EXERCISE TASK: Echo the data below, everything from the line containing "Extract red-leaved tree" down to the line containing "xmin=365 ymin=83 xmax=383 ymax=147", with both of those lines included. Leave the pictures out.

INPUT MATERIAL:
···

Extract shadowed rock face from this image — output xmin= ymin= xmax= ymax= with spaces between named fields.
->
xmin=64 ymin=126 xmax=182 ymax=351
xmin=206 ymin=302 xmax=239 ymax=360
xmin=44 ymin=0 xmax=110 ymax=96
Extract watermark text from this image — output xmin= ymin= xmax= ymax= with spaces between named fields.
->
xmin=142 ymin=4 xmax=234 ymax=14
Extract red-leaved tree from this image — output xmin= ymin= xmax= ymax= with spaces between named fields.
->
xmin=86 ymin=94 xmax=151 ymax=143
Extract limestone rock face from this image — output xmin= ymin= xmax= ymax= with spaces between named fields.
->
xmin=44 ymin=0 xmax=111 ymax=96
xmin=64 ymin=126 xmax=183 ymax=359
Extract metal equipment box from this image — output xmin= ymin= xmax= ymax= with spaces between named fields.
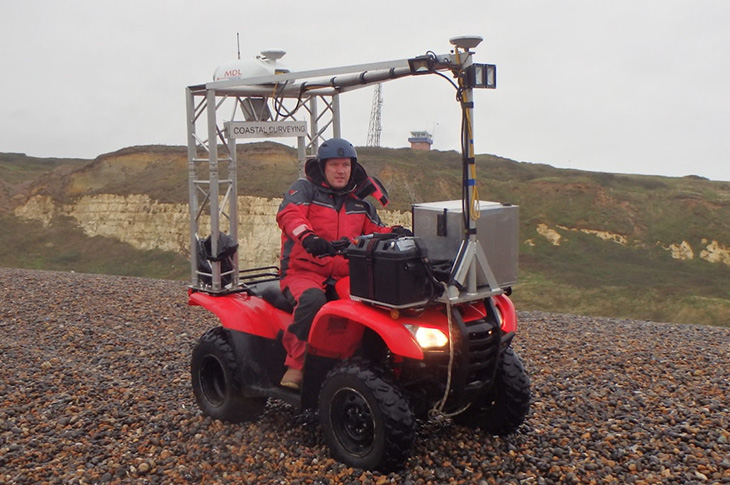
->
xmin=412 ymin=200 xmax=519 ymax=288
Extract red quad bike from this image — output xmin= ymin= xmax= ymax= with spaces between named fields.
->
xmin=189 ymin=234 xmax=530 ymax=471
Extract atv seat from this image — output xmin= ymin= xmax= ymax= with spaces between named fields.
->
xmin=250 ymin=279 xmax=339 ymax=313
xmin=251 ymin=280 xmax=294 ymax=313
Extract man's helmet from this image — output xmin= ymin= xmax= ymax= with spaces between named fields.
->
xmin=317 ymin=138 xmax=357 ymax=164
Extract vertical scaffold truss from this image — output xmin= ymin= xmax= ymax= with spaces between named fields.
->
xmin=186 ymin=42 xmax=490 ymax=293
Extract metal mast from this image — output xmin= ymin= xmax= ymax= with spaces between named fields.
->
xmin=365 ymin=83 xmax=383 ymax=147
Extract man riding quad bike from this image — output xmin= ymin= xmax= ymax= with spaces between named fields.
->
xmin=189 ymin=139 xmax=530 ymax=471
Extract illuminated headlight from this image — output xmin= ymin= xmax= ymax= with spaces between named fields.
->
xmin=494 ymin=305 xmax=504 ymax=328
xmin=408 ymin=325 xmax=449 ymax=349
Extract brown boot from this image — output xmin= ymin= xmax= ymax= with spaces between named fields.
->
xmin=280 ymin=368 xmax=304 ymax=391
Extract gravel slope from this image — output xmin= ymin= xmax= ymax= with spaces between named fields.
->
xmin=0 ymin=268 xmax=730 ymax=484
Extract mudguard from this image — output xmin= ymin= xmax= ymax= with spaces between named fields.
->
xmin=308 ymin=300 xmax=423 ymax=360
xmin=492 ymin=295 xmax=517 ymax=333
xmin=309 ymin=285 xmax=517 ymax=360
xmin=188 ymin=290 xmax=292 ymax=339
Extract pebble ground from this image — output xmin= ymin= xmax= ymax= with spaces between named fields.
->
xmin=0 ymin=268 xmax=730 ymax=485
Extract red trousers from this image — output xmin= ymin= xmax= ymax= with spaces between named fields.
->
xmin=281 ymin=272 xmax=327 ymax=370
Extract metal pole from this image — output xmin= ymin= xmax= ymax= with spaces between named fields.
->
xmin=462 ymin=87 xmax=479 ymax=293
xmin=207 ymin=89 xmax=221 ymax=291
xmin=308 ymin=96 xmax=319 ymax=158
xmin=332 ymin=93 xmax=342 ymax=138
xmin=185 ymin=88 xmax=198 ymax=288
xmin=228 ymin=137 xmax=238 ymax=288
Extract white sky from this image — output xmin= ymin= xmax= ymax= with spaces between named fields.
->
xmin=0 ymin=0 xmax=730 ymax=181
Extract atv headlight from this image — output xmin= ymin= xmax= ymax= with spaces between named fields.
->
xmin=411 ymin=327 xmax=449 ymax=349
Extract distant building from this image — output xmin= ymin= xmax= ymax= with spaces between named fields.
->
xmin=408 ymin=131 xmax=433 ymax=151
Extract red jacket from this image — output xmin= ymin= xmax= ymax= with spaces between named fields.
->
xmin=276 ymin=159 xmax=391 ymax=279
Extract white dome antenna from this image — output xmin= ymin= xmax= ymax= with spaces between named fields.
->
xmin=449 ymin=35 xmax=484 ymax=51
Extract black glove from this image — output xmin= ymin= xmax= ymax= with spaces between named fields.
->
xmin=390 ymin=226 xmax=413 ymax=237
xmin=302 ymin=234 xmax=335 ymax=256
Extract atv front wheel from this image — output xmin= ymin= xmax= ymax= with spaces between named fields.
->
xmin=319 ymin=358 xmax=416 ymax=471
xmin=454 ymin=347 xmax=530 ymax=435
xmin=190 ymin=327 xmax=266 ymax=423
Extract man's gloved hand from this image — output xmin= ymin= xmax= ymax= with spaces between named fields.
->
xmin=302 ymin=233 xmax=335 ymax=256
xmin=390 ymin=226 xmax=413 ymax=237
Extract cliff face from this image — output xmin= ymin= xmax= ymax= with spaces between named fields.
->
xmin=15 ymin=194 xmax=411 ymax=268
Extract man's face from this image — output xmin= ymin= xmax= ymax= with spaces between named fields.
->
xmin=324 ymin=158 xmax=352 ymax=190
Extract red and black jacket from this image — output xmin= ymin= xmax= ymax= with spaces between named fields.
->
xmin=276 ymin=159 xmax=391 ymax=279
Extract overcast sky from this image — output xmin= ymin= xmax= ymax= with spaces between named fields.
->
xmin=0 ymin=0 xmax=730 ymax=181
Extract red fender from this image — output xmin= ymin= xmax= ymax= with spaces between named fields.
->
xmin=309 ymin=300 xmax=486 ymax=360
xmin=188 ymin=291 xmax=292 ymax=339
xmin=309 ymin=300 xmax=423 ymax=360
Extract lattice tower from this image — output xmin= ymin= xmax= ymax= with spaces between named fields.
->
xmin=366 ymin=84 xmax=383 ymax=147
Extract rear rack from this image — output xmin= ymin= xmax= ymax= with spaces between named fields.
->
xmin=190 ymin=266 xmax=281 ymax=296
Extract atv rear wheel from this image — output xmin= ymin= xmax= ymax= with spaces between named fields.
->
xmin=454 ymin=347 xmax=530 ymax=435
xmin=190 ymin=327 xmax=266 ymax=423
xmin=319 ymin=358 xmax=416 ymax=471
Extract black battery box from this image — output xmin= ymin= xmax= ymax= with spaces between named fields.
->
xmin=347 ymin=234 xmax=432 ymax=308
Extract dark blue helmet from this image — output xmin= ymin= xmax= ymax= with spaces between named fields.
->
xmin=317 ymin=138 xmax=357 ymax=164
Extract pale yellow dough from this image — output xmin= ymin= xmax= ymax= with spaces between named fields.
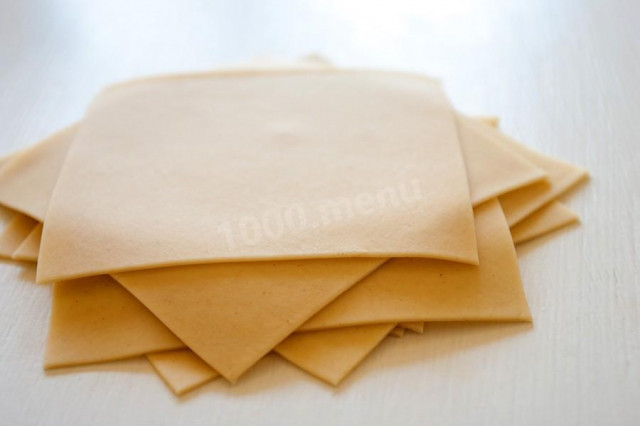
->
xmin=0 ymin=125 xmax=77 ymax=222
xmin=274 ymin=324 xmax=395 ymax=385
xmin=511 ymin=201 xmax=579 ymax=244
xmin=301 ymin=200 xmax=531 ymax=330
xmin=44 ymin=275 xmax=184 ymax=368
xmin=11 ymin=223 xmax=42 ymax=262
xmin=390 ymin=325 xmax=406 ymax=339
xmin=400 ymin=321 xmax=424 ymax=334
xmin=0 ymin=91 xmax=580 ymax=392
xmin=0 ymin=213 xmax=38 ymax=258
xmin=147 ymin=349 xmax=219 ymax=395
xmin=38 ymin=70 xmax=477 ymax=282
xmin=464 ymin=122 xmax=588 ymax=226
xmin=114 ymin=258 xmax=384 ymax=382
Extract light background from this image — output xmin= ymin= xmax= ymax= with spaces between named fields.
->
xmin=0 ymin=0 xmax=640 ymax=426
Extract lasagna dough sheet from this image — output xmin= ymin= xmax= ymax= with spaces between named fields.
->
xmin=12 ymin=223 xmax=42 ymax=262
xmin=274 ymin=324 xmax=395 ymax=385
xmin=37 ymin=70 xmax=477 ymax=282
xmin=0 ymin=213 xmax=38 ymax=258
xmin=300 ymin=200 xmax=531 ymax=330
xmin=44 ymin=275 xmax=184 ymax=369
xmin=462 ymin=121 xmax=588 ymax=227
xmin=147 ymin=349 xmax=219 ymax=395
xmin=0 ymin=125 xmax=78 ymax=222
xmin=114 ymin=258 xmax=384 ymax=382
xmin=511 ymin=201 xmax=579 ymax=244
xmin=400 ymin=321 xmax=424 ymax=334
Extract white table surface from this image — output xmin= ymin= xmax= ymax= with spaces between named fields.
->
xmin=0 ymin=0 xmax=640 ymax=425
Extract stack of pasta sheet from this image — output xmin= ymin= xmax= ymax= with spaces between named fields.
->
xmin=0 ymin=66 xmax=587 ymax=394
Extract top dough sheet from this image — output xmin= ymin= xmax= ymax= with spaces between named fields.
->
xmin=38 ymin=70 xmax=477 ymax=282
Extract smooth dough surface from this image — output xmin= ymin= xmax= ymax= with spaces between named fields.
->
xmin=147 ymin=349 xmax=219 ymax=395
xmin=0 ymin=125 xmax=78 ymax=222
xmin=470 ymin=121 xmax=588 ymax=226
xmin=274 ymin=324 xmax=395 ymax=385
xmin=114 ymin=258 xmax=384 ymax=382
xmin=389 ymin=325 xmax=407 ymax=339
xmin=11 ymin=223 xmax=42 ymax=262
xmin=44 ymin=275 xmax=184 ymax=368
xmin=400 ymin=321 xmax=424 ymax=334
xmin=301 ymin=200 xmax=531 ymax=330
xmin=0 ymin=213 xmax=38 ymax=258
xmin=511 ymin=201 xmax=579 ymax=244
xmin=456 ymin=114 xmax=547 ymax=206
xmin=38 ymin=70 xmax=477 ymax=282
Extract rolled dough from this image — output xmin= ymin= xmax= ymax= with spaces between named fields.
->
xmin=37 ymin=69 xmax=477 ymax=282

···

EXERCISE RESULT:
Extract red-leaved tree from this image — output xmin= ymin= xmax= ymax= with spaces between named fields.
->
xmin=86 ymin=94 xmax=151 ymax=143
Extract limestone rock face from this image — output xmin= ymin= xmax= ymax= with spaces between named fields.
->
xmin=44 ymin=0 xmax=111 ymax=96
xmin=64 ymin=126 xmax=183 ymax=359
Extract metal equipment box from this image — output xmin= ymin= xmax= ymax= with spaces between named fields.
->
xmin=412 ymin=200 xmax=519 ymax=288
Extract red quad bike from this image — output xmin= ymin= xmax= ymax= with spaces between named fields.
->
xmin=189 ymin=234 xmax=530 ymax=471
Extract atv seat from this image — output xmin= ymin= xmax= ymax= with spaces between named fields.
->
xmin=250 ymin=279 xmax=339 ymax=313
xmin=251 ymin=280 xmax=294 ymax=313
Extract man's helmet from this image — output xmin= ymin= xmax= ymax= with spaces between named fields.
->
xmin=317 ymin=138 xmax=357 ymax=164
Extract vertical scaffold truss from this image — output xmin= ymin= xmax= ymax= with spaces between named fields.
->
xmin=186 ymin=42 xmax=490 ymax=293
Extract metal mast from this image — output xmin= ymin= xmax= ymax= with spaces between named fields.
->
xmin=365 ymin=83 xmax=383 ymax=147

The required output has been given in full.